> _Exercise brief_
Everything from the line with "Reviewer check: make sure each instance of the broken" through the last line of the records below should be copied exactly, both ends included.

> _Recorded information_
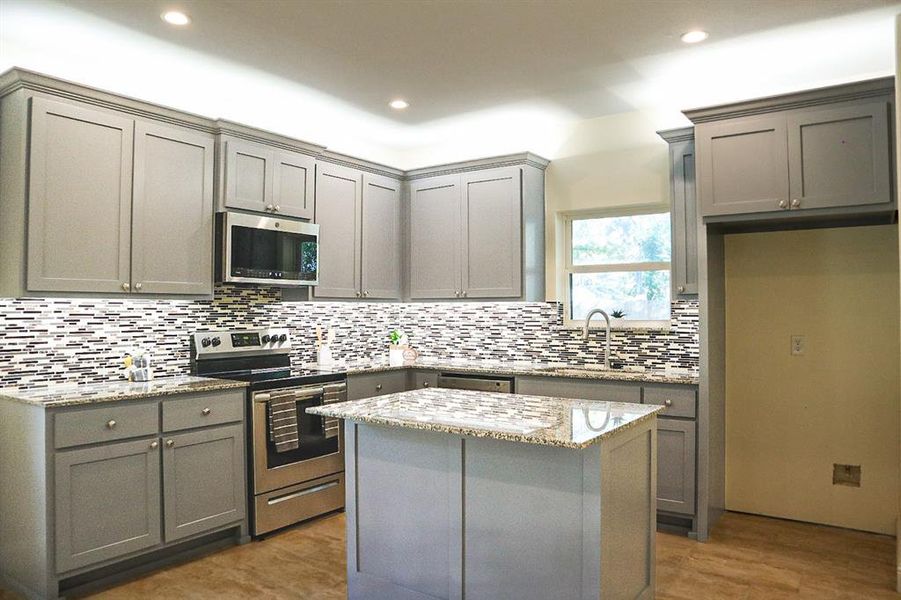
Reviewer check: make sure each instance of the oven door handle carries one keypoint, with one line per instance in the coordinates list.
(300, 393)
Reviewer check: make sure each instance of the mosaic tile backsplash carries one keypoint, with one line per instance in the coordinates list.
(75, 340)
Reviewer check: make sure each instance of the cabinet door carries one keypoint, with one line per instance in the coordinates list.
(338, 200)
(840, 156)
(293, 184)
(203, 480)
(79, 199)
(172, 243)
(249, 175)
(491, 215)
(381, 237)
(107, 502)
(435, 237)
(684, 219)
(742, 166)
(676, 466)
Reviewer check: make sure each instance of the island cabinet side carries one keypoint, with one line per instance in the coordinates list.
(437, 515)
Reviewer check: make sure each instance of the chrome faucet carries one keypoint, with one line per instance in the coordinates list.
(592, 313)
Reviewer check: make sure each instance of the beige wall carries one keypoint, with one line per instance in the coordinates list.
(605, 162)
(789, 418)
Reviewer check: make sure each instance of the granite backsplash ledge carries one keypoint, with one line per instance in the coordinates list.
(45, 340)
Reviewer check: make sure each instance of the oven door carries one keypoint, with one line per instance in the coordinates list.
(320, 451)
(268, 250)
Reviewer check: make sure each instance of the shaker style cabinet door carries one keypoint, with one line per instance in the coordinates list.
(293, 184)
(381, 243)
(676, 466)
(338, 213)
(249, 175)
(435, 237)
(203, 480)
(173, 211)
(684, 216)
(840, 156)
(743, 166)
(107, 502)
(79, 199)
(491, 218)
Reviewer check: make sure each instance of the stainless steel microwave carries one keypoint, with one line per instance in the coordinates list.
(267, 250)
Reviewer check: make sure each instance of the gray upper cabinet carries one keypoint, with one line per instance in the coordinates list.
(107, 502)
(173, 175)
(338, 213)
(435, 237)
(79, 199)
(491, 236)
(840, 156)
(683, 211)
(203, 480)
(742, 166)
(381, 237)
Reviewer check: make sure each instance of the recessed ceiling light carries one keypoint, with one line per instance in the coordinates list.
(175, 17)
(693, 37)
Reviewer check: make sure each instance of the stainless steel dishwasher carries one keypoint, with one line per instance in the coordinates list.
(454, 381)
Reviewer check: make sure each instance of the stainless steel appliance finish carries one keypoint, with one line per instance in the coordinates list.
(269, 250)
(295, 484)
(481, 384)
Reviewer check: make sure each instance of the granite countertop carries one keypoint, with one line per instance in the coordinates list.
(537, 369)
(73, 394)
(547, 421)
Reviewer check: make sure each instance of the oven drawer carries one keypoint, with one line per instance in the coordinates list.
(203, 410)
(290, 505)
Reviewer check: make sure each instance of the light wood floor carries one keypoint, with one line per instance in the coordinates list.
(747, 558)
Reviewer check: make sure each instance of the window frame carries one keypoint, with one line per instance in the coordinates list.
(569, 268)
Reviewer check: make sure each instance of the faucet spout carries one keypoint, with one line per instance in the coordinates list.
(588, 317)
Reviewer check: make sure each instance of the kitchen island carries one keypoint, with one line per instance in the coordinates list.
(464, 494)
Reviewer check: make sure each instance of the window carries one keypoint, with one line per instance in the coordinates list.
(619, 263)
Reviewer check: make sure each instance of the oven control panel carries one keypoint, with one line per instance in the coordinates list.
(239, 342)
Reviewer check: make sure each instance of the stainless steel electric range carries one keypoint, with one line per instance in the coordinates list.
(295, 460)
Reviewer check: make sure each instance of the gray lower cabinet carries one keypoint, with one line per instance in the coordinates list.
(203, 480)
(683, 211)
(79, 198)
(107, 502)
(338, 213)
(676, 459)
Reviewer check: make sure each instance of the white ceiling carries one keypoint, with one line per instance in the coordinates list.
(477, 69)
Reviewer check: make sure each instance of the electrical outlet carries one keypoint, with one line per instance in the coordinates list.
(799, 345)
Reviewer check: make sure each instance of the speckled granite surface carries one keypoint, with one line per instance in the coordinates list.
(63, 394)
(484, 366)
(531, 419)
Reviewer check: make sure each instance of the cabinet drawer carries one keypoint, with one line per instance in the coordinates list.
(367, 385)
(679, 401)
(106, 423)
(202, 410)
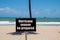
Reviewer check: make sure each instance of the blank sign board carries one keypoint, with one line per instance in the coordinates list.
(25, 24)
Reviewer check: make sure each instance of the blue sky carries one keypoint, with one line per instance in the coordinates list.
(40, 8)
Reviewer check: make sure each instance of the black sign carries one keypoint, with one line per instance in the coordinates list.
(25, 24)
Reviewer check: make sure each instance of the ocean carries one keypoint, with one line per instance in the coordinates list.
(39, 21)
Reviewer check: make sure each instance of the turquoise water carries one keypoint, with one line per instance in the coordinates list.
(37, 19)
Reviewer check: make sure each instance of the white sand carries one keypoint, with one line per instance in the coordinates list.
(43, 33)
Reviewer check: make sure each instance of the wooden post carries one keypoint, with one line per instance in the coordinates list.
(25, 35)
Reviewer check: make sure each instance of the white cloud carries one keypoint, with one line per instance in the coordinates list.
(9, 10)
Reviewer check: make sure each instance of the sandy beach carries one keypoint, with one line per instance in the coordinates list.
(42, 33)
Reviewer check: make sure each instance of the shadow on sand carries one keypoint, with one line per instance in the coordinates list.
(20, 33)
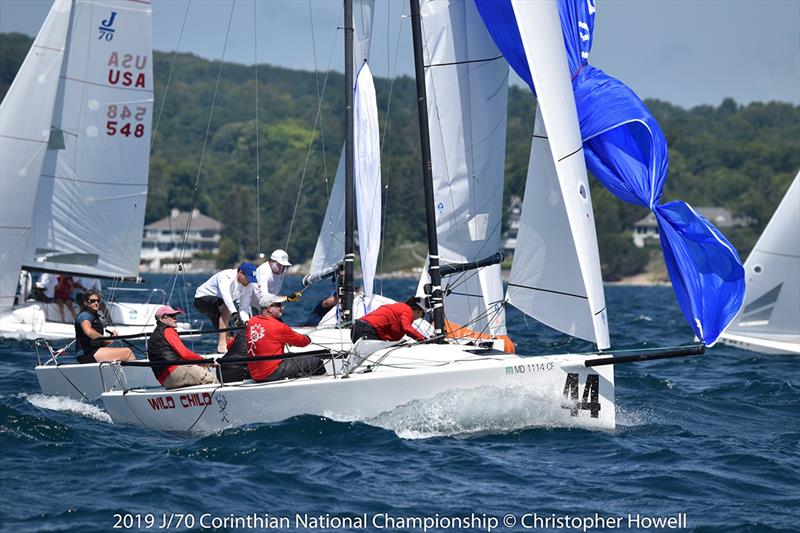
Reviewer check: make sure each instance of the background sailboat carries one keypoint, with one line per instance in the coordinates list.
(769, 321)
(75, 188)
(466, 81)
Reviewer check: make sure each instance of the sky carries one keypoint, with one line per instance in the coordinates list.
(686, 52)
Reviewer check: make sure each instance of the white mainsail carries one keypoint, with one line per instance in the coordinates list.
(466, 81)
(771, 309)
(25, 117)
(542, 285)
(91, 196)
(367, 176)
(330, 243)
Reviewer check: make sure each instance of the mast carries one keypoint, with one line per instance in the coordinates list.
(427, 174)
(346, 298)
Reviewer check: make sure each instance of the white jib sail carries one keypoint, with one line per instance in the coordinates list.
(25, 117)
(466, 80)
(540, 30)
(330, 243)
(90, 203)
(367, 176)
(771, 307)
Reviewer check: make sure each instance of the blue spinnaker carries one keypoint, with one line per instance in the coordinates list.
(626, 150)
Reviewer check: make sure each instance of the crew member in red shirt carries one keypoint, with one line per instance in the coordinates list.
(389, 322)
(164, 344)
(267, 335)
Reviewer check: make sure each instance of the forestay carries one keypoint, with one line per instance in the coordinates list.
(556, 274)
(25, 117)
(467, 86)
(771, 308)
(90, 201)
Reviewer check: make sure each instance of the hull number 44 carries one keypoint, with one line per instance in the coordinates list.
(590, 401)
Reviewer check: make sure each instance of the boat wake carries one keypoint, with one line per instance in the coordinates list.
(472, 412)
(68, 405)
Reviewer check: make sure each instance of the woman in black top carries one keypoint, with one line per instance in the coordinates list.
(88, 328)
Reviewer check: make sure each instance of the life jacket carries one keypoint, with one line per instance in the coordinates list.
(83, 343)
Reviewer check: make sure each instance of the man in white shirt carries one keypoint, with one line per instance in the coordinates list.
(83, 284)
(216, 298)
(269, 278)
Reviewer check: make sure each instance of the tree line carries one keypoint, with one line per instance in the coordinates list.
(738, 156)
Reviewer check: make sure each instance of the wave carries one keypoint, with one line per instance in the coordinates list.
(491, 409)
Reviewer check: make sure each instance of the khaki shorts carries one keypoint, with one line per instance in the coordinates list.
(187, 375)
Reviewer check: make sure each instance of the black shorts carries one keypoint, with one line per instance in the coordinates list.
(210, 307)
(84, 357)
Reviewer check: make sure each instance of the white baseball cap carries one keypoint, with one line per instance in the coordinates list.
(280, 257)
(268, 299)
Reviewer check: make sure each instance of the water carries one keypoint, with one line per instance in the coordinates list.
(716, 437)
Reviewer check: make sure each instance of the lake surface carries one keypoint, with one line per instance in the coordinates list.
(712, 442)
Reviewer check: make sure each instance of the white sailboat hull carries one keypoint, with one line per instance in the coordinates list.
(420, 373)
(37, 320)
(89, 381)
(790, 345)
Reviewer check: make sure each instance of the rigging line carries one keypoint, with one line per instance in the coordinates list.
(325, 174)
(392, 73)
(258, 155)
(169, 76)
(179, 265)
(317, 119)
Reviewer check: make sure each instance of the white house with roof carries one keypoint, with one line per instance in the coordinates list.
(163, 240)
(646, 229)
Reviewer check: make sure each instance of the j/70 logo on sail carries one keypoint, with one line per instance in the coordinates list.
(107, 27)
(591, 395)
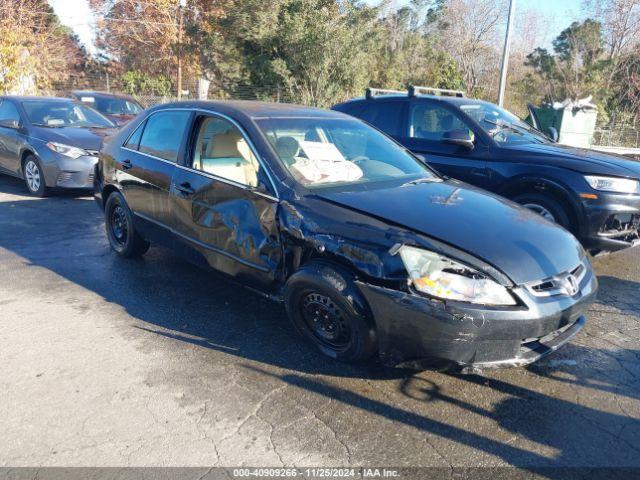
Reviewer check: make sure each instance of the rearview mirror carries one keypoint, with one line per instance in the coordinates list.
(10, 123)
(460, 138)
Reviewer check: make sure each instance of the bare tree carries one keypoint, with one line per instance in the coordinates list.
(469, 32)
(620, 21)
(35, 50)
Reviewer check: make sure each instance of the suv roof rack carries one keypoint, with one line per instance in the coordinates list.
(414, 90)
(373, 92)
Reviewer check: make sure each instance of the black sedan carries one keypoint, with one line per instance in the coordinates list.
(594, 195)
(370, 250)
(50, 142)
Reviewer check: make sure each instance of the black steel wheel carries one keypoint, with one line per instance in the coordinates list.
(326, 321)
(327, 309)
(123, 238)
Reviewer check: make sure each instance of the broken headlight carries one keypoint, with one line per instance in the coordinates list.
(441, 277)
(613, 184)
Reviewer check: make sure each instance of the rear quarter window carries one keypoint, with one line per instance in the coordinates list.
(386, 116)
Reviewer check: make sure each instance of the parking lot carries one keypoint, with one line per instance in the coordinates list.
(109, 362)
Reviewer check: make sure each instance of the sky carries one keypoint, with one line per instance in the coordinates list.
(77, 15)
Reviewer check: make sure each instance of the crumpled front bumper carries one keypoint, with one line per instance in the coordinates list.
(63, 172)
(419, 331)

> _Reply_
Reviewer check: make sure each instance of the broken headlight carries one keypoint, with one line per instance in the coordinates list.
(441, 277)
(613, 184)
Reviewer check: make sure each instance of the rear quarter window carries one keypoint, with one line per instance in the coordinates list.
(386, 116)
Reviewer check: make sure each instance of the parking lot carries one keypoint, with one line per instance in the coordinates list.
(109, 362)
Reviewer check: make sure each instance of the sky carries one keypoint, with one line per instance in the coordinates list.
(77, 15)
Reviewer check: make sure each instance of the crumpled front bumper carries one keypoint, with one line per instance in the coordinates list.
(63, 172)
(419, 331)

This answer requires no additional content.